* [Instruction]
Continue the excerpt on CACI's fourth quarter results below, picking up right after its final sentence.

* [Selected extract]
★ ★ ★ ★

Fourth Quarter Results
(in millions except per-share data) | Q4, FY14 | Q4, FY13 | % Change | |||
Revenue | $905.7 | $912.9 | -0.8% | |||
Operating income | $69.2 | $67.9 | 2.0% | |||
Net income attributable to CACI | $36.5 | $37.9 | -3.7% | |||
Diluted earnings per share | $1.49 | $1.56 | -4.5% | |||
Revenue for the fourth quarter of Fiscal Year 2014 (FY14) decreased 0.8 percent compared to the fourth fiscal quarter of Fiscal Year 2013 (FY13), primarily as a result of fewer Afghanistan-related material purchases and subcontract labor, lower run rates on professional services contracts, and delays in planned contract awards. The increase in operating income in the quarter was due primarily to higher gross profit offsetting a full quarter of amortization of intangibles associated with the Six3 Systems (Six3) acquisition. Interest expense increased in the quarter as a result of interest incurred on the additional debt associated with the acquisition of Six3. Diluted earnings per share were impacted by the dilutive effect of our convertible notes which matured on May 1, 2014. Net cash provided by operations in the quarter was $52.3 million.

★ ★ ★ ★

Shape labeling records:
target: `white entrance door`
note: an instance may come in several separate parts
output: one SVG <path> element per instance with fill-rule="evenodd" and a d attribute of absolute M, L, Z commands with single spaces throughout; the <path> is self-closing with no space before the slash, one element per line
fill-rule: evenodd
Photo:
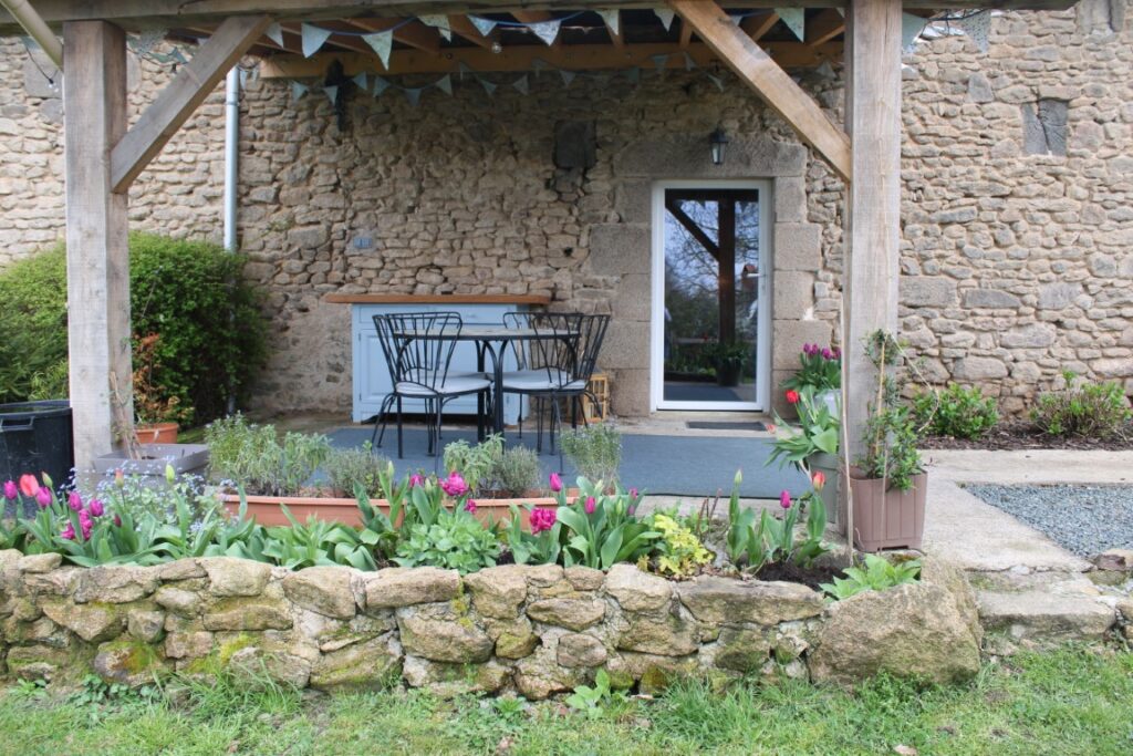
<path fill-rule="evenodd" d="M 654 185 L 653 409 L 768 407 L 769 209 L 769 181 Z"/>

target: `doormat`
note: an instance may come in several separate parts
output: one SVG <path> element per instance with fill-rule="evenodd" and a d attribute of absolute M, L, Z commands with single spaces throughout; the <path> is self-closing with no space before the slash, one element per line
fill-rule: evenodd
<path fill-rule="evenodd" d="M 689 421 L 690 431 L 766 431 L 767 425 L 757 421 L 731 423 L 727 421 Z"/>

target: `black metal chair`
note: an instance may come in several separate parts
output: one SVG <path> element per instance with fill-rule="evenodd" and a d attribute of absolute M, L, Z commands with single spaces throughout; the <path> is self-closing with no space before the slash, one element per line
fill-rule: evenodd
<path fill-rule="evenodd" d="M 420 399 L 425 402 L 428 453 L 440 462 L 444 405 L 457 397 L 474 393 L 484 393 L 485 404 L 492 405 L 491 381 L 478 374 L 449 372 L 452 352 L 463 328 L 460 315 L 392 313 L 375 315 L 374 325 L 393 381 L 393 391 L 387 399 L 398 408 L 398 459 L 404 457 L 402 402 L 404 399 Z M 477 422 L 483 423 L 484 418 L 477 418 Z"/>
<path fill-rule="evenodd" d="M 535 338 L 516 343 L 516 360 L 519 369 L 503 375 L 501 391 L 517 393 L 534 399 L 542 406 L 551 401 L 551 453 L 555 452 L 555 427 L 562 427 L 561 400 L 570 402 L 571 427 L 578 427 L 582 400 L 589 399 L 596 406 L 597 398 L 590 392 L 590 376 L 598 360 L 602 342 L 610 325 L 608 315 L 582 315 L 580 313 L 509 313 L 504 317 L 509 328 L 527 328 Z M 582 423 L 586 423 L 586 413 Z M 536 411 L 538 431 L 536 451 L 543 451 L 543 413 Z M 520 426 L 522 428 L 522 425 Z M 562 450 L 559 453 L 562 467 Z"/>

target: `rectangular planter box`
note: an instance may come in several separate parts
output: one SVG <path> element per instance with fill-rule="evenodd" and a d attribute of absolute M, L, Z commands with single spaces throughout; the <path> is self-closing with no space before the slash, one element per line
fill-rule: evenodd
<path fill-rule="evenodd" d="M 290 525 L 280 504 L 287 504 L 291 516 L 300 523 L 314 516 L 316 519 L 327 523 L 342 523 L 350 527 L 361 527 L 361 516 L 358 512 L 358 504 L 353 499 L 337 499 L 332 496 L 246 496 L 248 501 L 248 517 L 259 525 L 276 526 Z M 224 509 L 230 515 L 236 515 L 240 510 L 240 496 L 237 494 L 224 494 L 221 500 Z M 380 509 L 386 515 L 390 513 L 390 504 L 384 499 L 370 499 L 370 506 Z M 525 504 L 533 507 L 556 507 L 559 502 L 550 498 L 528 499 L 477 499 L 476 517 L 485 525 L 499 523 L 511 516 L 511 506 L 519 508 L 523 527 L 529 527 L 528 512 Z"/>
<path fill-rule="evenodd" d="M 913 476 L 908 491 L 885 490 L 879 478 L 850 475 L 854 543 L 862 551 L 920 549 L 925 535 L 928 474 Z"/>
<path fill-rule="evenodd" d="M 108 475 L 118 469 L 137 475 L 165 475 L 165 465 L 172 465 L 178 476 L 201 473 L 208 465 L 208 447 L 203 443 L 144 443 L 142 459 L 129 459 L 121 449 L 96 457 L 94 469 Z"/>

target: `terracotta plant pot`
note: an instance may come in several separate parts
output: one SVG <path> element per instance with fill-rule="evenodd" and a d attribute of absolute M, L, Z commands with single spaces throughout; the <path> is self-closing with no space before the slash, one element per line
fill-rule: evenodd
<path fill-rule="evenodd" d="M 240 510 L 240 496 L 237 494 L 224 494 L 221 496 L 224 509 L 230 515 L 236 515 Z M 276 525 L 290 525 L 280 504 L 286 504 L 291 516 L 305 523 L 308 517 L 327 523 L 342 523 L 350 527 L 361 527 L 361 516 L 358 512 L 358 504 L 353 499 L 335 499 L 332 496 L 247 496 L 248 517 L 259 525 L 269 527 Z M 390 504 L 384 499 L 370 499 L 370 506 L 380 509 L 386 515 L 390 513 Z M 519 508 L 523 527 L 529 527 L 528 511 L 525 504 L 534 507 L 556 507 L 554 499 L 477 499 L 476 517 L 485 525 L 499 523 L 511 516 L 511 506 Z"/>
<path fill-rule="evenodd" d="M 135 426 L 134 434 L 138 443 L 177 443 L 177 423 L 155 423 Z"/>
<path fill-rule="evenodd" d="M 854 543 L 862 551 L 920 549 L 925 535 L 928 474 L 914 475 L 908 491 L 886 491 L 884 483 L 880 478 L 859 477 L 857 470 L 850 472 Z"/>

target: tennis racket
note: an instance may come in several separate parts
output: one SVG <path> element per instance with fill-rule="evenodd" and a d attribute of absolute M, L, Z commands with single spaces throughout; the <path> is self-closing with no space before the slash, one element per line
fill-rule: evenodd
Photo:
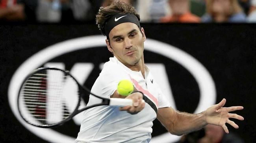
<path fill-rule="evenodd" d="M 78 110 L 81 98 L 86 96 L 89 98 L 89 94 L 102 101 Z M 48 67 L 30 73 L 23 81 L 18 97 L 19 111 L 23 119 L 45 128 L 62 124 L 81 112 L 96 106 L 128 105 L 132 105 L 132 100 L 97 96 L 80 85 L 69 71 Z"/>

★ ★ ★ ★

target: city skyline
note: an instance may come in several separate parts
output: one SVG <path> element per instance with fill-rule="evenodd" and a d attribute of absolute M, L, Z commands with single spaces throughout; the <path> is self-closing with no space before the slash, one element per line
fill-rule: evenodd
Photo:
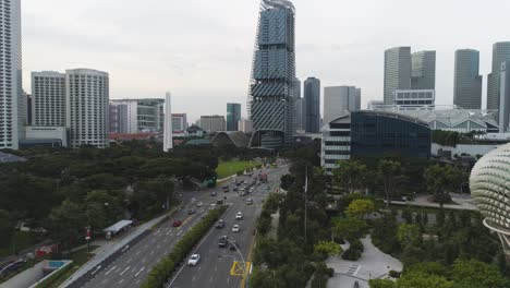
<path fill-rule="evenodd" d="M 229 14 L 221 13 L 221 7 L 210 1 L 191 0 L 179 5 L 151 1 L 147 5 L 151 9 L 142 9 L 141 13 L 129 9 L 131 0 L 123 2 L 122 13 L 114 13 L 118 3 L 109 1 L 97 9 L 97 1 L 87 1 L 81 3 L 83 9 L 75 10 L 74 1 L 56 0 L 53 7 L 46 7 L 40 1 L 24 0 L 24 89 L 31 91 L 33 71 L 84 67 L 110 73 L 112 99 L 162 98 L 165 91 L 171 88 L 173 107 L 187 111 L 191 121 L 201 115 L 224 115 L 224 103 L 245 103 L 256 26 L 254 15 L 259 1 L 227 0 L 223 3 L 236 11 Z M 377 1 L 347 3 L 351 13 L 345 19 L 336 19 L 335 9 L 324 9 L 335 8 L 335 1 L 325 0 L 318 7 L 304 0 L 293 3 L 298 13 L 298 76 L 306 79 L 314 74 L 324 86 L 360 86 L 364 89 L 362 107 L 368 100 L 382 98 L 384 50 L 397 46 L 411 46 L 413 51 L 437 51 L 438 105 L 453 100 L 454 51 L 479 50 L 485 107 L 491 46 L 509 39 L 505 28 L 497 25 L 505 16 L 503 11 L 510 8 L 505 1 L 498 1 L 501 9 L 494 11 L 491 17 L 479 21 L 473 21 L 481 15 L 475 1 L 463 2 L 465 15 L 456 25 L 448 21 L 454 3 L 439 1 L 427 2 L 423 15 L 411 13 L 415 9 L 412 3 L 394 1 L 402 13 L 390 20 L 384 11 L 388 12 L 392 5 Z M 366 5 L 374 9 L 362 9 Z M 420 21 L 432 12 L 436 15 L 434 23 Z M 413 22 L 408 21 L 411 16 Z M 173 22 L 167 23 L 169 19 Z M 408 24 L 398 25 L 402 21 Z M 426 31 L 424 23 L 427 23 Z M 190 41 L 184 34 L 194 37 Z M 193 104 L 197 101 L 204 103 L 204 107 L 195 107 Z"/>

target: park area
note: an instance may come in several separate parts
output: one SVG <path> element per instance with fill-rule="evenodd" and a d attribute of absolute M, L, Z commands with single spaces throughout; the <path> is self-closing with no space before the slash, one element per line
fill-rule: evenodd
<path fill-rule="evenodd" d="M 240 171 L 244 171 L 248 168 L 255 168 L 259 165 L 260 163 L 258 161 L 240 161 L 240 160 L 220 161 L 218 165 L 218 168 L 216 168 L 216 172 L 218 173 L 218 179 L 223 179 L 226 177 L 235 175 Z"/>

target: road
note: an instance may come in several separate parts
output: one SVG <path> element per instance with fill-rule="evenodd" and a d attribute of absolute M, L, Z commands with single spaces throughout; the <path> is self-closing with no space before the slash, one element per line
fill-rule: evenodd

★ ★ ★ ★

* [Answer to the task]
During our fourth quarter Six3 generated $114.7 million of revenue and $5.8 million of net income. Revenue was lower than expected due to lower professional services revenue and fewer material purchases in the quarter. Six3’s net income includes $5.0 million of pre-tax acquisition-related intangible amortization and $1.7 million of pre-tax retention bonus related expenses. We are on track to meet our calendar year 2014 accretion goals for the acquisition of Six3 of at least 5 percent accretive to our GAAP earnings per share and at least 10 percent accretive to diluted adjusted earnings per share, excluding transaction expenses.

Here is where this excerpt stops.